> [INSTRUCTIONS]:
**a.** Update the part of the fruit salad recipe that opens with the words containing "Ingredients" and closes with "cool completely; chill.", replacing "kiwifruit" with "star fruit" throughout.
**b.** In the fruit salad recipe, what is done with the cup of syrup set aside when the mangos are drained?

> [PASSAGE PROVIDED]:
---*---

Fruit Salad with Lemon-Mint Syrup

Yield:

16 servings (serving size: 1/2 cup)

Recipe from

Recipe Time

Prep: 27 Minutes
Cook: 2 Minutes

Nutritional Information

Calories 78
Caloriesfromfat 2 %
Fat 0.2 g
Satfat 0.0 g
Monofat 0.0 g
Polyfat 0.1 g
Protein 0.8 g
Carbohydrate 20.5 g
Fiber 1.5 g
Cholesterol 0.0 mg
Iron 0.4 mg
Sodium 3 mg
Calcium 16 mg

Ingredients

1 (24-oz.) jar sliced mangos in light syrup
1 large lemon
5 fresh mint leaves, crushed
4 large kiwifruit, peeled, halved lengthwise, and sliced
3 cups seedless red grapes
1 cup seedless green grapes
1 pomegranate, seeds removed and reserved
Garnish: fresh mint

Preparation

Drain mangos, reserving 1 cup syrup. Peel 3 strips of lemon rind with a vegetable peeler; juice lemon to measure 3 Tbsp. Combine reserved syrup, lemon rind, lemon juice, and crushed mint leaves in a small microwave-safe bowl. Cover and microwave at HIGH 2 minutes or until syrup begins to bubble. Cover and cool completely; chill.

---*---

> [RECORD EXCERPTS]:

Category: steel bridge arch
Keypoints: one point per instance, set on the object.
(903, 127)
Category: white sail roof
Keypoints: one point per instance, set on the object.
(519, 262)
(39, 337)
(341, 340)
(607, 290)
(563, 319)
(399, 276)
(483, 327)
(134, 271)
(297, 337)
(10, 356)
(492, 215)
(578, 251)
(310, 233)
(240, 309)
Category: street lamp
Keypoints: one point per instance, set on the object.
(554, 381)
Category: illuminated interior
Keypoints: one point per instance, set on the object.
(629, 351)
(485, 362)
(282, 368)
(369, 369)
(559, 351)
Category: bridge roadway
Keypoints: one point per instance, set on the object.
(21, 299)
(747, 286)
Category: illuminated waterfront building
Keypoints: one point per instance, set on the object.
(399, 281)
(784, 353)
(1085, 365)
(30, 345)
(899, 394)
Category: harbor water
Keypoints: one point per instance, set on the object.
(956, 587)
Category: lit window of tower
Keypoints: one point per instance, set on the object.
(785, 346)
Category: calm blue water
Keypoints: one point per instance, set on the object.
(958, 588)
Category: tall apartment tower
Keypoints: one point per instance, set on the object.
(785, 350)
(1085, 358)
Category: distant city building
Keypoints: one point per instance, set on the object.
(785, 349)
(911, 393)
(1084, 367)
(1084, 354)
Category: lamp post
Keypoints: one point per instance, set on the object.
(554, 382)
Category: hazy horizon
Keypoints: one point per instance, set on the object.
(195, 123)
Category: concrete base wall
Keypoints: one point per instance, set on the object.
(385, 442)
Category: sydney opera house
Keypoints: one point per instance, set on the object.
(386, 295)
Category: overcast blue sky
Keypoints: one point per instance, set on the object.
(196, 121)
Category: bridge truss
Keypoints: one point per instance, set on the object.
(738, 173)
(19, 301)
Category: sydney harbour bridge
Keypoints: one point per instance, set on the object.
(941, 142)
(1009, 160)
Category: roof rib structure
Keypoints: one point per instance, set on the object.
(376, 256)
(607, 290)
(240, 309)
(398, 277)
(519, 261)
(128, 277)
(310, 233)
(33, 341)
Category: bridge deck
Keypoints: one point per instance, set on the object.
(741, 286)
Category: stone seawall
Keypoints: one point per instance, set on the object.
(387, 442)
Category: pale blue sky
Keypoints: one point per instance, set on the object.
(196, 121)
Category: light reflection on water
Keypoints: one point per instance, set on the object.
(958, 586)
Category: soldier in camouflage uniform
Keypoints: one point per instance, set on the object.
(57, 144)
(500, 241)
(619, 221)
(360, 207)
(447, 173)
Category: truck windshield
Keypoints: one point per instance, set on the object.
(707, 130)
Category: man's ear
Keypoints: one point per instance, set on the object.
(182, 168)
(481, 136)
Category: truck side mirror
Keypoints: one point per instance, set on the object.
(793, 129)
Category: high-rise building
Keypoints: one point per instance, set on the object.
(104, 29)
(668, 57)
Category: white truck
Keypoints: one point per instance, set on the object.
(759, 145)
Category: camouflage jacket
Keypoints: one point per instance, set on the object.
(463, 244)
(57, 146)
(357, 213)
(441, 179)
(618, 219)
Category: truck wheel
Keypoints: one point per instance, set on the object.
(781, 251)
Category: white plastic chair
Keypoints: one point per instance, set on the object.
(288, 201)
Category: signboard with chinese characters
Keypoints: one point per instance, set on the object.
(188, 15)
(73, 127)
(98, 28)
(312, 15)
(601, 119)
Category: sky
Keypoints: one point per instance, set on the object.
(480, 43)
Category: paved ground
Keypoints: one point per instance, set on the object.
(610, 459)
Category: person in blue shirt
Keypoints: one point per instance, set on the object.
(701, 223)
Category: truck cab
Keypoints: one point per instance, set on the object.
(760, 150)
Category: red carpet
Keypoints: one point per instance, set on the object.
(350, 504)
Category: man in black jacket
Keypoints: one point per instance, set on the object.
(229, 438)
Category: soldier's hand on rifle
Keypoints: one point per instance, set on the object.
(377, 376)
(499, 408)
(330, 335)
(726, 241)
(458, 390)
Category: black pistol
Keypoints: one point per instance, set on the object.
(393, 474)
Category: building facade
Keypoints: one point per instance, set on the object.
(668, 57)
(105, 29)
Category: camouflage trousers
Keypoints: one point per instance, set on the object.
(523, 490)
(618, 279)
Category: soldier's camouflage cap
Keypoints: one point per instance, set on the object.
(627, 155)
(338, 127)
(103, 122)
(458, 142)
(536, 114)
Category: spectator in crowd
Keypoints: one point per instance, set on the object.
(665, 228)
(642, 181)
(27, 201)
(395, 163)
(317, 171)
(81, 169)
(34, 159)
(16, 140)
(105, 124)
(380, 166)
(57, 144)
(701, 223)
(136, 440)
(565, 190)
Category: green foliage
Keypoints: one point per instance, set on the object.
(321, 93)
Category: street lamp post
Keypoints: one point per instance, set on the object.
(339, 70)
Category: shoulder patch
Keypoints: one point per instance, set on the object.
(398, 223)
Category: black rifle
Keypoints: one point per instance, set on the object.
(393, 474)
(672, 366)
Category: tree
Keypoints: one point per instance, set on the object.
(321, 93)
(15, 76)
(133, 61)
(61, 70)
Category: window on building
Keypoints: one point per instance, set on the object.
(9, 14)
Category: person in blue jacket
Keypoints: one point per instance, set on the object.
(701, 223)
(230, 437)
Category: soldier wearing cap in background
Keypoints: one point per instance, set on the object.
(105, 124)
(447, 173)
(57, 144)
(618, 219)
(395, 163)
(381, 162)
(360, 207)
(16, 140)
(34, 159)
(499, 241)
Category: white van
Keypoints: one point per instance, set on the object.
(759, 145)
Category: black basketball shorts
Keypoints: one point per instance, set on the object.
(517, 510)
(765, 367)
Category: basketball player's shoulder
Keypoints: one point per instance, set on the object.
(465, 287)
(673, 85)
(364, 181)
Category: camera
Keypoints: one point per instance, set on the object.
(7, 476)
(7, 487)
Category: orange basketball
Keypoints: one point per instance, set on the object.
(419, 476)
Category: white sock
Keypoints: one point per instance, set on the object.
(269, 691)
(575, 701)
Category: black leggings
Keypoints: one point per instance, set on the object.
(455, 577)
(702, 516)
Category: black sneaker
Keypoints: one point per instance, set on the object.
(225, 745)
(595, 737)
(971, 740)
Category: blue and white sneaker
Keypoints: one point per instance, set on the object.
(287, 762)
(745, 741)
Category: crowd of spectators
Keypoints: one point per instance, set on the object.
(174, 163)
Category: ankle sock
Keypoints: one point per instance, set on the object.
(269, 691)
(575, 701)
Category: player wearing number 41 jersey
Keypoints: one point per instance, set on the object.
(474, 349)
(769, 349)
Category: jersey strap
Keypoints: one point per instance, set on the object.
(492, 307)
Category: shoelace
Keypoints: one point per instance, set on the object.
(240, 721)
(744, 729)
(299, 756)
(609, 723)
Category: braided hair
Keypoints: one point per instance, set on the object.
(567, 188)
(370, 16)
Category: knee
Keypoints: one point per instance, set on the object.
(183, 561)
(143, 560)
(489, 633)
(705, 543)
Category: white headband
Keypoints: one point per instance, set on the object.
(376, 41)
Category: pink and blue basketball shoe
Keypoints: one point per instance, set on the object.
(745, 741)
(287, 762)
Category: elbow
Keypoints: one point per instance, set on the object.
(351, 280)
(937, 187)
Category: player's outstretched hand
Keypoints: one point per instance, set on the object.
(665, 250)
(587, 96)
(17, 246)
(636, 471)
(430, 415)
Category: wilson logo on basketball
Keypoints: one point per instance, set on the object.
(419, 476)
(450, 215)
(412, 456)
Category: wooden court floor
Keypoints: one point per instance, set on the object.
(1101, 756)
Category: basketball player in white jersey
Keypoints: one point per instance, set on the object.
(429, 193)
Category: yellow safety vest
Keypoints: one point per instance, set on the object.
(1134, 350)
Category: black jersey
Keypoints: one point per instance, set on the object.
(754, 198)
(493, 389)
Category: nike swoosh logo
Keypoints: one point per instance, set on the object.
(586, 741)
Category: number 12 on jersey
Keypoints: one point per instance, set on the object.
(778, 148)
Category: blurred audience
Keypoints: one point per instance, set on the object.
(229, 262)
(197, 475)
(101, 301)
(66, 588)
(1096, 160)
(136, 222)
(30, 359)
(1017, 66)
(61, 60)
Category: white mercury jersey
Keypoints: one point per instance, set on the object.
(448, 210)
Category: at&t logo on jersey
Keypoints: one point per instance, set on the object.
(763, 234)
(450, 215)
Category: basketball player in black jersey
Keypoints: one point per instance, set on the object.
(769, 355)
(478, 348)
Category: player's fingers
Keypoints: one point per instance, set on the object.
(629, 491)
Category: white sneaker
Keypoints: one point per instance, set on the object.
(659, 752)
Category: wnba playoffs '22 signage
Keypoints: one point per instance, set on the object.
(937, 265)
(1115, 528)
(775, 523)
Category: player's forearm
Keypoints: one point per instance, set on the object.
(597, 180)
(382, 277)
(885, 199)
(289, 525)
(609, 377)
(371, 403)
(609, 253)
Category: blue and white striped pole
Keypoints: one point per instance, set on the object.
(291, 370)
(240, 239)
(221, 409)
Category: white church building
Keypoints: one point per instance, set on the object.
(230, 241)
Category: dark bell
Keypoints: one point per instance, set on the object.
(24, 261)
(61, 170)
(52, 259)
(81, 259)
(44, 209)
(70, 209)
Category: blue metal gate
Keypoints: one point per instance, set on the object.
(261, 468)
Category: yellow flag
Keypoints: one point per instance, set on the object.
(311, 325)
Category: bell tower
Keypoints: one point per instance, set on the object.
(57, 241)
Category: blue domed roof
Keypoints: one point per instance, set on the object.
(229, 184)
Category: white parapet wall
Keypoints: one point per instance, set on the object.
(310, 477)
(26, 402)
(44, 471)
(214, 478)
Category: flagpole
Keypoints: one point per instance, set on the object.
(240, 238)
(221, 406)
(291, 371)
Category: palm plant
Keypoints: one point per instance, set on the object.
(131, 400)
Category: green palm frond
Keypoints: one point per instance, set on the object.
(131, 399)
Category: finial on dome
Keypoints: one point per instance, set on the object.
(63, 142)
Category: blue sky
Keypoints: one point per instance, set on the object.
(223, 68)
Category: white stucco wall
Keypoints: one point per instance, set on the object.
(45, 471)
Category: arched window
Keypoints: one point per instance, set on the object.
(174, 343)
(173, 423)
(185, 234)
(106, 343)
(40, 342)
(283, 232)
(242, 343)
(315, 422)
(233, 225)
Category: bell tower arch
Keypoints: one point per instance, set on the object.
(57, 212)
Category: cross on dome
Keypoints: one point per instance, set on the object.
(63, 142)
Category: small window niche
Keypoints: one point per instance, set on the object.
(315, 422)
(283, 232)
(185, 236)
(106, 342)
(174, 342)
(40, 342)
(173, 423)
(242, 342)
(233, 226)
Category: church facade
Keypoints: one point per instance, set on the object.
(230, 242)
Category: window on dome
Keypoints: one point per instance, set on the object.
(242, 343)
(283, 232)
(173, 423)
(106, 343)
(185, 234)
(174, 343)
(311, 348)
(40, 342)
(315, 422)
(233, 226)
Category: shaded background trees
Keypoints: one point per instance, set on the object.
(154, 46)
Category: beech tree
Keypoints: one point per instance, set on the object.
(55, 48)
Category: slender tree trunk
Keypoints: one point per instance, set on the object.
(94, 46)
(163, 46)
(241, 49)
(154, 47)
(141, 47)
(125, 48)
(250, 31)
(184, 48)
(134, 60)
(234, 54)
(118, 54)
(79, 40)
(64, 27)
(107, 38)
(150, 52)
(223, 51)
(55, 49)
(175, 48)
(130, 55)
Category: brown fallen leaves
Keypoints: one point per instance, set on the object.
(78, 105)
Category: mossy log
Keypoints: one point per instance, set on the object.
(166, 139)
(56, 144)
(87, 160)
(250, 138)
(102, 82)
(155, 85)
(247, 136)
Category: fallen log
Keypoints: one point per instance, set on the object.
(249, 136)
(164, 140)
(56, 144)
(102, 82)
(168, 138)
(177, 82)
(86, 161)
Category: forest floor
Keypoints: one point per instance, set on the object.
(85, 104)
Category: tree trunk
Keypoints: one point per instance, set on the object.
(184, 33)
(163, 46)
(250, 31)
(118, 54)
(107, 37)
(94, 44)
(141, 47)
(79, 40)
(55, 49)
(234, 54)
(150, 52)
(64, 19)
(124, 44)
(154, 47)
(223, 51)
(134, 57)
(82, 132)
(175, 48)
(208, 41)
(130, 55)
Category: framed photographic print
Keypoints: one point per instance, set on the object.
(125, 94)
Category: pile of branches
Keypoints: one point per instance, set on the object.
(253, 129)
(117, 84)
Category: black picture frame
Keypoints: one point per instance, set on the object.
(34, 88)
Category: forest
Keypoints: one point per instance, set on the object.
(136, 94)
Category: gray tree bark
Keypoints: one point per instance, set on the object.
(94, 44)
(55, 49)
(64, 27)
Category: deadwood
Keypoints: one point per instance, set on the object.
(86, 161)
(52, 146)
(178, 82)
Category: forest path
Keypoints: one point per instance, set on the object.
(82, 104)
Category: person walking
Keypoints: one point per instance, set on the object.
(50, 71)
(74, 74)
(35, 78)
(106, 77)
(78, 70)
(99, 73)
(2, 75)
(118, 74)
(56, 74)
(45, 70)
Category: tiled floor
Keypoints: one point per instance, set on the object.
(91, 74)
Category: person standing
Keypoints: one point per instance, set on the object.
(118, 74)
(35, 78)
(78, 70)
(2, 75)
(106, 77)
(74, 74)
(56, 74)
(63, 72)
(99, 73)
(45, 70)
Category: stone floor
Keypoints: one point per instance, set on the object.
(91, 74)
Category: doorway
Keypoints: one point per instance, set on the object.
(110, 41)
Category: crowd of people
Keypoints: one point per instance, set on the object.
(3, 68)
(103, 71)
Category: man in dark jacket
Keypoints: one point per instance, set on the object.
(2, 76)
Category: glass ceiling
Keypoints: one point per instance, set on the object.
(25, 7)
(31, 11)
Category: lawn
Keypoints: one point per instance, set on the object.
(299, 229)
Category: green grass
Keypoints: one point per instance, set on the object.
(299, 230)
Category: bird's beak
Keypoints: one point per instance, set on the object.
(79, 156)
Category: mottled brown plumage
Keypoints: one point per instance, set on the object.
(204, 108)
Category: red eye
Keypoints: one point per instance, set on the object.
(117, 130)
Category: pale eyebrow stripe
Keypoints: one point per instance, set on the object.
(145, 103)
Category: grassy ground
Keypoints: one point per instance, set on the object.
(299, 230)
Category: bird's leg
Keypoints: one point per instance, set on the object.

---*---

> [ANSWERS IN ORDER]:
**a.**
Ingredients

1 (24-oz.) jar sliced mangos in light syrup
1 large lemon
5 fresh mint leaves, crushed
4 large star fruit, peeled, halved lengthwise, and sliced
3 cups seedless red grapes
1 cup seedless green grapes
1 pomegranate, seeds removed and reserved
Garnish: fresh mint

Preparation

Drain mangos, reserving 1 cup syrup. Peel 3 strips of lemon rind with a vegetable peeler; juice lemon to measure 3 Tbsp. Combine reserved syrup, lemon rind, lemon juice, and crushed mint leaves in a small microwave-safe bowl. Cover and microwave at HIGH 2 minutes or until syrup begins to bubble. Cover and cool completely; chill.

**b.** The reserved syrup is combined with the lemon rind, lemon juice, and crushed mint leaves in a small microwave-safe bowl. The mixture is then covered and microwaved at HIGH for 2 minutes or until the syrup begins to bubble, and is afterward cooled completely and chilled.